Supplied text
_ _ _ _
June 3, 2011

IF IT DOESN'T COME OUT OF MY POCKET IT ISN'T WASTE:

What Paul Ryan's Critics Don't Know About Health Economics: A premium-support system would create the right incentives for cost cutting without putting undue burdens on seniors. (ALAIN ENTHOVEN, 6/03/11, WSJ)

It's clear that Medicare-spending growth must be curtailed and eventually limited to the growth rate of GDP—if not below. The big question now is how to do it. Unfortunately, the debate on Capitol Hill and in the media is too often fueled by partisan fear mongering instead of a thoughtful examination of the facts.

Health care in America is extremely wasteful. A 2005 report by the National Academy of Engineering and the Institute of Medicine found that 30-40 cents of every dollar spent on health care are spent on costs associated with "overuse, underuse, misuse, duplication, system failures, unnecessary repetition, poor communication, and inefficiency." Medicare is especially vulnerable to waste, fraud and abuse.

No amount of price cutting or central-government dictates will mitigate these problems. Their cure requires detailed local knowledge, incentives and fundamental organizational change so that curing them is in the interest of providers and patients.

At the root of the waste and excess is Medicare's open-ended fee-for-service system, which pays health-care providers for doing more and more costly services, whether or not they're in the patients' best interests. [...]

A better way to encourage accountable care is the "premium-support" model proposed by House Budget Committee Chairman Paul Ryan, among others. This is a managed competition model in which government would make a defined contribution and beneficiaries would have a choice from a variety of health plans with no discrimination based on health status. Standard coverage contracts would make comparisons possible for ordinary people. Competition would drive health plans to innovate in ways that cut waste and improve quality. And the use of exchanges would drastically reduce marketing costs, so insurance companies would not be taking 20% off the top, as is currently the norm.
_ _ _ _
Data shown
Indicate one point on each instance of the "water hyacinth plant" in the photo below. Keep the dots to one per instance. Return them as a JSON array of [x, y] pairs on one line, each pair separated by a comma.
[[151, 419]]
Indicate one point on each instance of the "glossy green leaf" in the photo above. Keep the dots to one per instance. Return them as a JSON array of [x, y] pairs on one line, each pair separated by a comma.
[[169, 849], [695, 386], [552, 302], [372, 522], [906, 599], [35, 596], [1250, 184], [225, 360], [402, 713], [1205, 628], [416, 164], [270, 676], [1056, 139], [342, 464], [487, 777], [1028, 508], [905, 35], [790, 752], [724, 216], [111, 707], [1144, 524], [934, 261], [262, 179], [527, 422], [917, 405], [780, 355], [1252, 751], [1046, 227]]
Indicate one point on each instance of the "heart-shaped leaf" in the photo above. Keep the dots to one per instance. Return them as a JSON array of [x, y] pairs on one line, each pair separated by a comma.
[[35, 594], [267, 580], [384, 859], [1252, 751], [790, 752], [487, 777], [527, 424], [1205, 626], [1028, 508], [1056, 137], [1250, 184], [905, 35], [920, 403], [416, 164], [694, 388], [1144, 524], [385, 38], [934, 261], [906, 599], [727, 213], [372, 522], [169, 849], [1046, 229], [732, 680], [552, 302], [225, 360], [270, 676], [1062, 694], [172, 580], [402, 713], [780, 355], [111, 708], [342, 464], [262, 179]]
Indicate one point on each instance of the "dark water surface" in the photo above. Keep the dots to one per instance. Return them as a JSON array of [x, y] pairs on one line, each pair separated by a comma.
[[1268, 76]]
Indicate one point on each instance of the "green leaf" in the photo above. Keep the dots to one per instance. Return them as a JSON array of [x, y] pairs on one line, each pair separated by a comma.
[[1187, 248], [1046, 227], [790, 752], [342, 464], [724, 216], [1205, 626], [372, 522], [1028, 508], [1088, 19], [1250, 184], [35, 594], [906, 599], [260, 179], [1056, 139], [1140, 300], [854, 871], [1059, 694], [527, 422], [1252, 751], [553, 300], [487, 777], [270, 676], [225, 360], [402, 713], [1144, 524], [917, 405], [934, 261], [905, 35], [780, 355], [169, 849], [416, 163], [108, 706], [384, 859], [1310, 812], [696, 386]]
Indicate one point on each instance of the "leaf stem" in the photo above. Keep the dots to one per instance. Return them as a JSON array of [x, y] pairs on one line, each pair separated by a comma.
_ _ _ _
Instructions for the task
Reproduce the whole of the Medicare spending text above, word for word.

Result for this exercise
June 3, 2011

IF IT DOESN'T COME OUT OF MY POCKET IT ISN'T WASTE:

What Paul Ryan's Critics Don't Know About Health Economics: A premium-support system would create the right incentives for cost cutting without putting undue burdens on seniors. (ALAIN ENTHOVEN, 6/03/11, WSJ)

It's clear that Medicare-spending growth must be curtailed and eventually limited to the growth rate of GDP—if not below. The big question now is how to do it. Unfortunately, the debate on Capitol Hill and in the media is too often fueled by partisan fear mongering instead of a thoughtful examination of the facts.

Health care in America is extremely wasteful. A 2005 report by the National Academy of Engineering and the Institute of Medicine found that 30-40 cents of every dollar spent on health care are spent on costs associated with "overuse, underuse, misuse, duplication, system failures, unnecessary repetition, poor communication, and inefficiency." Medicare is especially vulnerable to waste, fraud and abuse.

No amount of price cutting or central-government dictates will mitigate these problems. Their cure requires detailed local knowledge, incentives and fundamental organizational change so that curing them is in the interest of providers and patients.

At the root of the waste and excess is Medicare's open-ended fee-for-service system, which pays health-care providers for doing more and more costly services, whether or not they're in the patients' best interests. [...]

A better way to encourage accountable care is the "premium-support" model proposed by House Budget Committee Chairman Paul Ryan, among others. This is a managed competition model in which government would make a defined contribution and beneficiaries would have a choice from a variety of health plans with no discrimination based on health status. Standard coverage contracts would make comparisons possible for ordinary people. Competition would drive health plans to innovate in ways that cut waste and improve quality. And the use of exchanges would drastically reduce marketing costs, so insurance companies would not be taking 20% off the top, as is currently the norm.